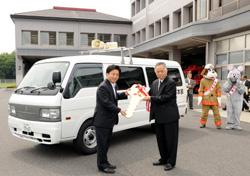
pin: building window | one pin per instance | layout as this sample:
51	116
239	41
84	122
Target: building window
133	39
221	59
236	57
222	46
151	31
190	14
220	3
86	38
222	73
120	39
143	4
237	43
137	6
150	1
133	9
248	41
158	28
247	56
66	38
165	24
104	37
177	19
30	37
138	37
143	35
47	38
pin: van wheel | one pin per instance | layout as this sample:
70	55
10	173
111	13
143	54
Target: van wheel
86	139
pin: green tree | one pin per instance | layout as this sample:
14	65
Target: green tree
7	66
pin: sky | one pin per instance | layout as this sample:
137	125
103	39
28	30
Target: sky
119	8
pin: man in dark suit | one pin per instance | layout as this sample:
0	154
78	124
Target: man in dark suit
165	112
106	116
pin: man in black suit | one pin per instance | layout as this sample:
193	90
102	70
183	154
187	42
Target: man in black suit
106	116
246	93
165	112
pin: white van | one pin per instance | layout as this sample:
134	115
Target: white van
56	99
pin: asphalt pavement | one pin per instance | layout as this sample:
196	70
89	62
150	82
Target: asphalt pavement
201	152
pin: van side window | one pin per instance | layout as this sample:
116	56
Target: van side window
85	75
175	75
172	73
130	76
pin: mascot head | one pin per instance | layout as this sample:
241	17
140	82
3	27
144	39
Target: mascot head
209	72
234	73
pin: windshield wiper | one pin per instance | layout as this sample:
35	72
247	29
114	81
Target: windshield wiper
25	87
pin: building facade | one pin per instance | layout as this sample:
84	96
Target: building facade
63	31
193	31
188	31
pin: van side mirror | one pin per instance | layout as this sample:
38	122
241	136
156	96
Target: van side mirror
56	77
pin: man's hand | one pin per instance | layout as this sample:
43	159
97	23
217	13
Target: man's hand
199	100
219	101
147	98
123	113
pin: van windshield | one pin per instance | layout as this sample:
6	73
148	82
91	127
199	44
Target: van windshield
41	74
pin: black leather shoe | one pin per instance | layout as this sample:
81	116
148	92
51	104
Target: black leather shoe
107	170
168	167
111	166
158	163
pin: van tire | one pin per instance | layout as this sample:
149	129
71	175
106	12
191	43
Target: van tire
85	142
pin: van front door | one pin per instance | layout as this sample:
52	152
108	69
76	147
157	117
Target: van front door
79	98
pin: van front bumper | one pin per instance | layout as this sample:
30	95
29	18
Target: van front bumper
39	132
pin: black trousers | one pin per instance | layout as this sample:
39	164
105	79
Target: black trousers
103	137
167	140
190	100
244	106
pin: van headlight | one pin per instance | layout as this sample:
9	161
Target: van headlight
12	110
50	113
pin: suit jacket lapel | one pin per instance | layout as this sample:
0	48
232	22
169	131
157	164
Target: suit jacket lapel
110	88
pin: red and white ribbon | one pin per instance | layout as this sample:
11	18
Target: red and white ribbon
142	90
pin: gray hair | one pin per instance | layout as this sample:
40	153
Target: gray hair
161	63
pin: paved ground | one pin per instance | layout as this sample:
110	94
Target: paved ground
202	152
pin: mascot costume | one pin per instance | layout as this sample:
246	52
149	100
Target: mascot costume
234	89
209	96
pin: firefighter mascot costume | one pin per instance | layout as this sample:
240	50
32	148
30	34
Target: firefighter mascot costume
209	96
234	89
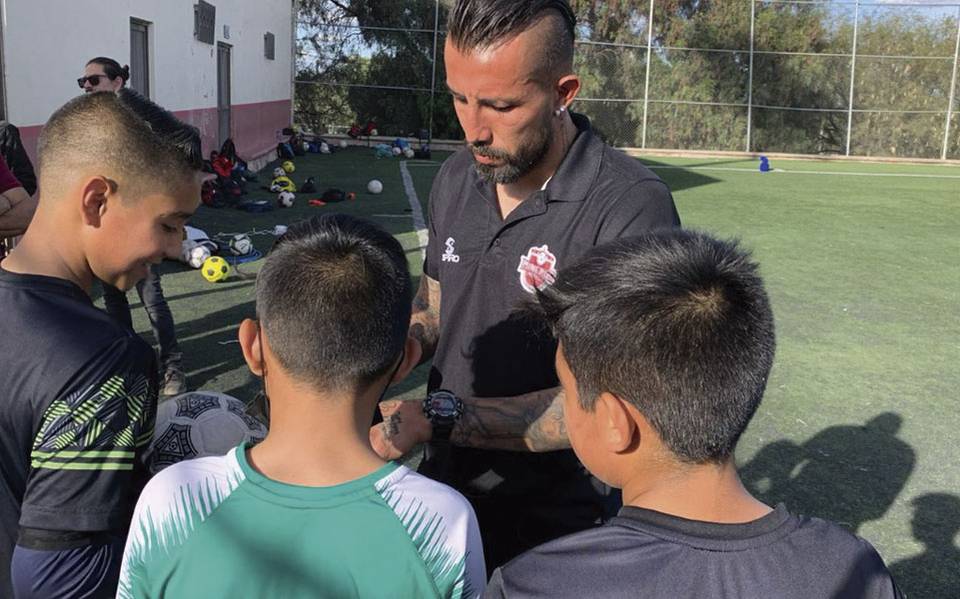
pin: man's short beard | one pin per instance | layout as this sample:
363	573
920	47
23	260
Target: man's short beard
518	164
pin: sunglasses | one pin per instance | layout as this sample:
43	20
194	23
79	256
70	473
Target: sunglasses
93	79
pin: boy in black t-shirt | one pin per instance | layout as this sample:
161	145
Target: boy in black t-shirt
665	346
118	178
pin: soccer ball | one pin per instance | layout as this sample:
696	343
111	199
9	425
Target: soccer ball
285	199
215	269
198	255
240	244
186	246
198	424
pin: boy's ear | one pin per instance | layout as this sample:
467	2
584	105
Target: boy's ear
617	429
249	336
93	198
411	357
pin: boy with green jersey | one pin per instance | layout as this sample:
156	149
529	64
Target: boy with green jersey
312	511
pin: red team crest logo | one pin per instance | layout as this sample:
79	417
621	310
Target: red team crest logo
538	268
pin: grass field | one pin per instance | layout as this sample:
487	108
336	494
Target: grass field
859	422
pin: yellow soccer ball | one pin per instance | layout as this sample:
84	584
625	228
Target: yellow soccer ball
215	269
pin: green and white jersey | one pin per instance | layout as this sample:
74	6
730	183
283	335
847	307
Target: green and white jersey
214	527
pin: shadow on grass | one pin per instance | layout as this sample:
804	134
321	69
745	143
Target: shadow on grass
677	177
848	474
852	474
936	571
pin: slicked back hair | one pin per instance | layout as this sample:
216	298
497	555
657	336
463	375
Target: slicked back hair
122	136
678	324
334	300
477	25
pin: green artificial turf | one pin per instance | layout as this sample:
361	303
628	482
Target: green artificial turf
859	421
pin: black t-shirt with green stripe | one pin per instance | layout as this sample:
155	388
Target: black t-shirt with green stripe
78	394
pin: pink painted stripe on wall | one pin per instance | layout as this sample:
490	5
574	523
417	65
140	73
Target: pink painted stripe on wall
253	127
★ ★ ★ ★ ★
■ **ACTION ITEM**
Your task is to output the material word for word while leaving out every image.

■ **YOUR SOLUTION**
pin: building window | one pin per instance | layout as this sample:
51	116
239	41
84	122
Target: building window
133	39
221	59
236	57
222	46
151	31
190	14
220	3
86	38
222	73
120	39
143	4
237	43
137	6
150	1
133	9
248	41
158	28
247	56
66	38
165	24
104	37
177	19
30	37
138	37
143	35
47	38
pin: van wheel | one pin per instance | layout as this sample:
70	55
10	173
111	13
143	54
Target: van wheel
86	139
pin: green tree | one pin per instance | layout as this sample:
14	65
Target: green tree
7	66
pin: sky | one pin per instance | layout as this sample:
137	125
103	39
28	30
Target: sky
119	8
pin: man in dark suit | one pin per instance | layout as this sample:
0	154
78	124
Target: man in dark suit
165	112
106	116
pin: man in black suit | one pin per instance | layout as this sample:
193	90
102	70
183	154
187	42
Target: man in black suit
106	116
246	93
165	112
pin: white van | one pin per instance | layout as this sample:
134	115
Target: white van
56	99
pin: asphalt pavement | one pin per instance | layout as this sample:
196	70
89	62
150	82
Target: asphalt pavement
201	152
pin: van side window | one pin per instance | layout as this sample:
116	56
Target: van side window
85	75
175	75
172	73
130	76
pin: mascot head | one pin per instance | layout as this sample:
241	17
140	82
3	27
144	39
Target: mascot head
209	72
234	73
pin: windshield wiper | one pin per instance | layout as this sample:
35	72
247	29
114	81
Target: windshield wiper
25	87
pin: building facade | one pin per instance | layout as this sample:
84	96
Target: building facade
63	31
193	31
188	31
pin: van side mirror | one pin per instance | layout as this sample:
38	122
241	136
156	96
Target: van side mirror
56	77
pin: man's hand | one pin per instance | layout as this sample:
43	159
97	23
217	13
Target: man's hand
199	100
219	101
147	98
123	113
pin: van windshield | one pin per instance | layout as this sample:
6	73
148	82
91	127
199	44
Target: van windshield
41	74
pin: black leather shoe | one pin per instance | layout as this sample:
81	116
148	92
51	104
Target: black leather shoe
107	170
168	167
111	166
158	163
pin: van tire | one pin per instance | layout as this sample:
149	129
71	175
106	12
191	43
Target: van tire
85	142
pin: van front door | one pin per instance | layout as this sample:
52	152
108	69
76	147
157	117
Target: van front door
79	98
pin: van front bumper | one pin per instance | layout as this sample:
30	95
29	18
Target: van front bumper
39	132
pin: black trousers | one pin per instance | layout as this sample:
39	164
105	79
Target: black trousers
103	137
167	140
190	100
244	106
pin: van headlight | one pin per instance | layout as this sample:
9	161
Target: van headlight
12	110
50	113
pin: suit jacket lapel | one pin per instance | layout as this sample:
0	48
232	22
169	131
157	164
Target: suit jacket lapel
110	88
pin: red and white ribbon | one pin per instance | layout as this sample:
11	18
Target: red and white ribbon
142	90
pin: gray hair | one pin per instance | layout as this sample:
40	153
Target: gray hair
161	63
pin: paved ground | one pin per instance | layout as this sample:
110	94
Target: paved ground
202	152
pin: mascot costume | one pin per instance | layout as this sample:
246	52
149	100
Target: mascot costume
234	89
209	96
pin: firefighter mascot costume | one pin per instance | layout as this sample:
240	50
32	148
30	34
Target: firefighter mascot costume
209	96
234	89
pin: man's short beard | one pin per instance | layout as this sample:
363	573
920	47
23	260
Target: man's short beard
518	164
pin: sunglasses | one pin per instance | layout as this sample:
43	20
194	23
79	256
70	473
Target: sunglasses
93	79
pin: boy in black t-shirt | one pin per instance | layout as this sample:
161	145
Target: boy in black t-shirt
665	346
118	178
pin: soccer ball | one pin per instance | layout as this sample:
696	343
111	199
9	425
Target: soccer ball
285	199
215	269
198	255
240	244
186	246
198	424
pin: boy's ear | one pin per instance | layout as this sample:
467	2
584	105
Target: boy's ear
617	429
249	336
93	198
411	357
pin: boy with green jersey | one pin per instance | layout as this sample:
156	149
529	64
Target: boy with green jersey
312	511
pin: red team crest logo | one pin per instance | layout as this sample:
79	417
621	310
Target: red team crest logo
538	268
pin: grass field | one pin per instance | layout as this sample:
487	108
336	494
Target: grass field
859	422
pin: yellow soccer ball | one pin per instance | layout as this sample:
84	584
625	228
Target: yellow soccer ball
215	269
pin: green and white jersey | one pin per instance | layout as this sample:
74	6
730	183
283	335
847	307
Target: green and white jersey
214	527
pin: shadow on grass | one pin per instance | layout as this sample:
804	134
321	69
745	143
Target: shadow on grass
677	177
848	474
852	474
936	571
pin: slicked back hair | one pin per instance | layout as this sample:
216	298
497	555
657	336
463	375
Target: slicked back hair
122	136
678	324
334	300
477	25
pin: green artificial turf | one pin per instance | layout as this sample:
361	303
628	482
Target: green artificial turf
859	421
pin: black t-shirt with green stripe | one pin per instance | layout as this sample:
155	388
Target: black t-shirt with green stripe
78	394
pin: pink painted stripe on wall | one pin per instance | layout as this sample:
490	5
574	523
417	65
140	73
Target: pink painted stripe on wall
253	127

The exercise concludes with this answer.